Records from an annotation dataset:

::::::

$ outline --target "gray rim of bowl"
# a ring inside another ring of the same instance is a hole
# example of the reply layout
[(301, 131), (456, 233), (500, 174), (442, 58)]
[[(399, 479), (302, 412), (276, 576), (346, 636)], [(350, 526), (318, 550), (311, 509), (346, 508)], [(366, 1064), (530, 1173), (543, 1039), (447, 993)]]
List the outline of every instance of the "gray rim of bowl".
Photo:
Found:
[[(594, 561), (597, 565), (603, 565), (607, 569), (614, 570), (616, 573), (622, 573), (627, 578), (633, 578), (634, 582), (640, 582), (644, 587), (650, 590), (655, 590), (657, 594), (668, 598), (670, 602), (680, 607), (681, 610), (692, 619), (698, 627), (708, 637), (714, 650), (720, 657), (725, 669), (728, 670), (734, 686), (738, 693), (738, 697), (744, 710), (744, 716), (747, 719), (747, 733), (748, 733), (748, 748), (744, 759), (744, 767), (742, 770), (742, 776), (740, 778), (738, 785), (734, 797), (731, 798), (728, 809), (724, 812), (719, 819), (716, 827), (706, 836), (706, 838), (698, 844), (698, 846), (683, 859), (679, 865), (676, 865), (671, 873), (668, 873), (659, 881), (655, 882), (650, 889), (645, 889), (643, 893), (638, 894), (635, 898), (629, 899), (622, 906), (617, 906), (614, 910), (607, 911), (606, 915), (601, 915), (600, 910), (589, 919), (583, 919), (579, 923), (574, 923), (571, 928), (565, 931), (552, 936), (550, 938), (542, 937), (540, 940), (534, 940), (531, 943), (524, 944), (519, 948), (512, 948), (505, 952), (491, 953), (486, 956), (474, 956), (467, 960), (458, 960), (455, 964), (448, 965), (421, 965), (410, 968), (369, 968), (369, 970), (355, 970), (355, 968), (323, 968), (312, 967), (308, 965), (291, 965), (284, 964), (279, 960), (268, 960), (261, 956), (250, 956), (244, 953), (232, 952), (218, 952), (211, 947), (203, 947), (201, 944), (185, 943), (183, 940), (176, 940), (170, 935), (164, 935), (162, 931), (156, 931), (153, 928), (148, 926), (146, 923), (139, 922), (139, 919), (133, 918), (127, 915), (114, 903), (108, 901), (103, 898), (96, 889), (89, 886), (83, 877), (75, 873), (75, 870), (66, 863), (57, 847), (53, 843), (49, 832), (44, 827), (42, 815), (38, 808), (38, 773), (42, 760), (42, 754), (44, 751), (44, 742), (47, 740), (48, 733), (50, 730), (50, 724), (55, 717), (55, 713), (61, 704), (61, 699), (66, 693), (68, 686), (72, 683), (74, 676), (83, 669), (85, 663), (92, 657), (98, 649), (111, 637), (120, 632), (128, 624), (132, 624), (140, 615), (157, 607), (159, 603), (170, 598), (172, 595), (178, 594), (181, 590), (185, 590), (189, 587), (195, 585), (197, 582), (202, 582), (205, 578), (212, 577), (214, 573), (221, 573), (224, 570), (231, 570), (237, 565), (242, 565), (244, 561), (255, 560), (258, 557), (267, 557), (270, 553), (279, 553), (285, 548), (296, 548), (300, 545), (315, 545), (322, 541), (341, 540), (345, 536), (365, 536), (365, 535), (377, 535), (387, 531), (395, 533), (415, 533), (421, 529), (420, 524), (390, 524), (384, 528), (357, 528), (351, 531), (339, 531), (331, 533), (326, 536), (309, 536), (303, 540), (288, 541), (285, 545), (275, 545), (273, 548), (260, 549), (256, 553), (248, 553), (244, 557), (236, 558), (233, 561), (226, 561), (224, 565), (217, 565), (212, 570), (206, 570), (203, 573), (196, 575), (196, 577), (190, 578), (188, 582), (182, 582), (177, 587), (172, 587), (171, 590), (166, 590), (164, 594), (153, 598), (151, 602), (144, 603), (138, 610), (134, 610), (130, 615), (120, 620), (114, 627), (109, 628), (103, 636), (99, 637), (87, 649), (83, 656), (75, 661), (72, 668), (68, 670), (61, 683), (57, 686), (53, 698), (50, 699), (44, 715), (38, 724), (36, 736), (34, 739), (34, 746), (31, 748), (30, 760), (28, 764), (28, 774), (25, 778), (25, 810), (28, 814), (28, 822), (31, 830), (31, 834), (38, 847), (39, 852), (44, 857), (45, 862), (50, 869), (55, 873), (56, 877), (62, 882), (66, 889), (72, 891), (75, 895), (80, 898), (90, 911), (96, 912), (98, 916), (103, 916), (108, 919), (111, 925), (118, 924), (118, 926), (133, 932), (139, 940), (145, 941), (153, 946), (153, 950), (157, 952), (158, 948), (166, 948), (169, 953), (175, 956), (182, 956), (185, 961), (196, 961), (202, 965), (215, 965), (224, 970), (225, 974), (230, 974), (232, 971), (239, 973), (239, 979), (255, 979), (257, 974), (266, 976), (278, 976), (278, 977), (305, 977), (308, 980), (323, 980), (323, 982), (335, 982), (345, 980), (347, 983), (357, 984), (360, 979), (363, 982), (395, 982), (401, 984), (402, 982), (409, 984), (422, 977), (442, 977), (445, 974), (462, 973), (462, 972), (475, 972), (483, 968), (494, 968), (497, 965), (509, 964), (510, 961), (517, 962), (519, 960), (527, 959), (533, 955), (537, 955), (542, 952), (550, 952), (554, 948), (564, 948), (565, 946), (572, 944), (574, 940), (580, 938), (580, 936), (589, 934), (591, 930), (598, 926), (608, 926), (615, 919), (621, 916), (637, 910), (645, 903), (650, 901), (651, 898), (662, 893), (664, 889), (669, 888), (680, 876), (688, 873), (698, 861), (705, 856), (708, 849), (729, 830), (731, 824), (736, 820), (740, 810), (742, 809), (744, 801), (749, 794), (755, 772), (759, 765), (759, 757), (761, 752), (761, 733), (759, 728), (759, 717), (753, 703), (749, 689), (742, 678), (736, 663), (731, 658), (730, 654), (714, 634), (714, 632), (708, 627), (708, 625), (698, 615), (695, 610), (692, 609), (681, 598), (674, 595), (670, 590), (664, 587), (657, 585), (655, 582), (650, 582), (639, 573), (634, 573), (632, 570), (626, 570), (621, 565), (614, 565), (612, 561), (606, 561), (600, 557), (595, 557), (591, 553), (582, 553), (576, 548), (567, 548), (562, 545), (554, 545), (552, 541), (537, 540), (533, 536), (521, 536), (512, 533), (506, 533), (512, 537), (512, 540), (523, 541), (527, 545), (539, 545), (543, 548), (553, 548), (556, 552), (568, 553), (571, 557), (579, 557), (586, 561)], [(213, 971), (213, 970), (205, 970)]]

::::::

**Work to do**
Please set out the records above as a numbered list with one line per entry, leaving out any blank lines.

**Solution for this problem**
1. $ outline --target "gray rim of bowl"
2. # a ring inside another ring of the same instance is a hole
3. # example of the reply layout
4. [(301, 131), (456, 233), (500, 174), (442, 58)]
5. [[(399, 479), (302, 412), (276, 576), (346, 636)], [(350, 526), (318, 550), (311, 509), (346, 508)], [(366, 1064), (530, 1173), (543, 1039), (447, 993)]]
6. List the outline of every instance of the "gray rim of bowl".
7. Photo:
8. Found:
9. [[(594, 561), (597, 565), (603, 565), (607, 569), (614, 570), (616, 573), (622, 573), (627, 578), (633, 578), (634, 582), (640, 582), (644, 587), (650, 590), (655, 590), (657, 594), (668, 598), (670, 602), (680, 607), (681, 610), (692, 619), (698, 627), (708, 637), (714, 650), (720, 657), (725, 669), (728, 670), (734, 686), (738, 693), (738, 697), (744, 710), (744, 716), (747, 719), (747, 733), (748, 733), (748, 748), (744, 759), (744, 767), (742, 770), (742, 776), (740, 778), (738, 785), (734, 797), (731, 798), (728, 809), (724, 812), (719, 819), (716, 827), (706, 836), (706, 838), (698, 844), (698, 846), (683, 859), (679, 865), (676, 865), (671, 873), (668, 873), (659, 881), (655, 882), (650, 889), (645, 889), (643, 893), (638, 894), (635, 898), (629, 899), (622, 906), (617, 906), (614, 910), (607, 911), (606, 915), (601, 915), (600, 910), (589, 919), (583, 919), (579, 923), (574, 923), (571, 928), (565, 931), (552, 936), (550, 938), (542, 937), (540, 940), (534, 940), (531, 943), (524, 944), (519, 948), (512, 948), (505, 952), (491, 953), (486, 956), (474, 956), (467, 960), (458, 960), (455, 964), (448, 965), (421, 965), (410, 968), (369, 968), (369, 970), (355, 970), (355, 968), (323, 968), (312, 967), (308, 965), (291, 965), (284, 964), (279, 960), (268, 960), (261, 956), (250, 956), (244, 953), (232, 952), (218, 952), (211, 947), (203, 947), (201, 944), (185, 943), (183, 940), (176, 940), (170, 935), (164, 935), (162, 931), (156, 931), (153, 928), (148, 926), (146, 923), (139, 922), (139, 919), (133, 918), (127, 915), (114, 903), (108, 901), (103, 898), (96, 889), (89, 886), (83, 877), (75, 873), (75, 870), (66, 863), (57, 847), (53, 843), (49, 832), (44, 827), (42, 815), (38, 808), (38, 773), (42, 760), (42, 754), (44, 751), (44, 742), (47, 740), (48, 733), (50, 730), (50, 724), (55, 717), (55, 713), (61, 704), (61, 699), (66, 693), (68, 686), (72, 683), (74, 676), (83, 669), (85, 663), (92, 657), (98, 649), (111, 637), (120, 632), (128, 624), (132, 624), (140, 615), (157, 607), (159, 603), (170, 598), (172, 595), (178, 594), (181, 590), (185, 590), (189, 587), (195, 585), (197, 582), (202, 582), (205, 578), (212, 577), (214, 573), (221, 573), (224, 570), (231, 570), (237, 565), (242, 565), (244, 561), (255, 560), (258, 557), (267, 557), (270, 553), (279, 553), (285, 548), (296, 548), (300, 545), (315, 545), (322, 541), (341, 540), (345, 536), (365, 536), (365, 535), (377, 535), (387, 531), (395, 533), (415, 533), (421, 529), (420, 524), (390, 524), (384, 528), (357, 528), (351, 531), (339, 531), (331, 533), (326, 536), (309, 536), (303, 540), (288, 541), (285, 545), (275, 545), (273, 548), (260, 549), (256, 553), (248, 553), (244, 557), (236, 558), (233, 561), (226, 561), (224, 565), (217, 565), (212, 570), (206, 570), (203, 573), (196, 575), (196, 577), (190, 578), (188, 582), (182, 582), (177, 587), (172, 587), (171, 590), (166, 590), (164, 594), (153, 598), (151, 602), (144, 603), (138, 610), (134, 610), (130, 615), (120, 620), (114, 627), (109, 628), (103, 636), (99, 637), (87, 649), (83, 656), (75, 661), (72, 668), (68, 670), (61, 683), (57, 686), (53, 698), (50, 699), (44, 715), (38, 724), (36, 736), (34, 739), (34, 746), (31, 748), (30, 760), (28, 764), (28, 774), (25, 778), (25, 810), (28, 814), (28, 822), (31, 830), (31, 834), (38, 847), (39, 852), (44, 857), (45, 862), (50, 869), (55, 873), (56, 877), (62, 882), (66, 889), (72, 891), (75, 895), (80, 898), (90, 911), (96, 912), (98, 916), (103, 916), (108, 919), (111, 925), (118, 924), (118, 926), (133, 932), (139, 940), (145, 941), (153, 946), (153, 950), (157, 952), (158, 948), (166, 948), (169, 953), (175, 956), (182, 956), (185, 961), (196, 961), (202, 965), (215, 965), (224, 970), (225, 974), (230, 974), (232, 971), (239, 973), (239, 979), (255, 979), (257, 974), (266, 976), (278, 976), (278, 977), (305, 977), (308, 980), (323, 980), (323, 982), (335, 982), (345, 980), (347, 983), (357, 984), (360, 979), (363, 982), (395, 982), (401, 984), (402, 982), (409, 984), (422, 977), (442, 977), (445, 974), (462, 973), (462, 972), (475, 972), (483, 968), (494, 968), (497, 965), (509, 964), (510, 961), (517, 962), (519, 960), (527, 959), (533, 955), (537, 955), (542, 952), (550, 952), (554, 948), (564, 948), (565, 946), (572, 944), (574, 940), (580, 938), (580, 936), (589, 934), (591, 930), (598, 926), (608, 926), (615, 919), (621, 916), (637, 910), (645, 903), (650, 901), (651, 898), (662, 893), (664, 889), (669, 888), (680, 876), (688, 873), (698, 861), (705, 856), (708, 849), (729, 830), (731, 824), (736, 820), (740, 810), (742, 809), (744, 801), (749, 794), (755, 772), (759, 765), (759, 757), (761, 752), (761, 733), (759, 728), (759, 717), (753, 703), (749, 689), (742, 678), (736, 663), (731, 658), (730, 654), (714, 634), (714, 632), (708, 627), (708, 625), (698, 615), (695, 610), (692, 609), (681, 598), (674, 595), (670, 590), (664, 587), (657, 585), (655, 582), (650, 582), (639, 573), (634, 573), (632, 570), (626, 570), (621, 565), (614, 565), (612, 561), (606, 561), (600, 557), (595, 557), (591, 553), (582, 553), (576, 548), (567, 548), (562, 545), (554, 545), (552, 541), (537, 540), (533, 536), (521, 536), (512, 533), (506, 533), (512, 537), (512, 540), (523, 541), (527, 545), (539, 545), (543, 548), (553, 548), (556, 552), (568, 553), (571, 557), (579, 557), (586, 561)], [(213, 971), (213, 970), (205, 970)]]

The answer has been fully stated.